• _PROBLEM TO SOLVE_:
Please write out every line of the items below again, multiplying each point coordinate in the answers by 0.5 and rounding to whole numbers, with halves rounded up. Leave the pictures out of your answer.

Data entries
——
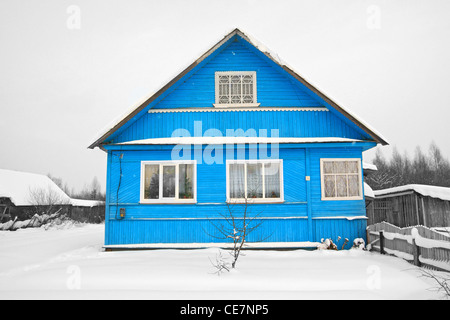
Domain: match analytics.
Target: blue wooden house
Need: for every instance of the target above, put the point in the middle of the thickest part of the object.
(237, 127)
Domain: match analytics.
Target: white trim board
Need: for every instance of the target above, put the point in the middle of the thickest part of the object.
(238, 109)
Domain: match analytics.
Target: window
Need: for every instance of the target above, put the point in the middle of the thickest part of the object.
(341, 179)
(236, 89)
(168, 182)
(255, 180)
——
• _RESULT BELOW_:
Domain: match analytics.
Target: blue wooden house
Need: for every instance of the target above, put the point in the middle of the thickest part of the object.
(119, 64)
Domain: match analytics.
Target: white trim board
Need: for every instance of the target above, put the point in the middle of the thickest part of the object.
(119, 55)
Domain: match analytics.
Target: window
Need: for every instance of the target above, put the point in the middle of the thickest part of the object.
(171, 90)
(118, 45)
(84, 91)
(128, 90)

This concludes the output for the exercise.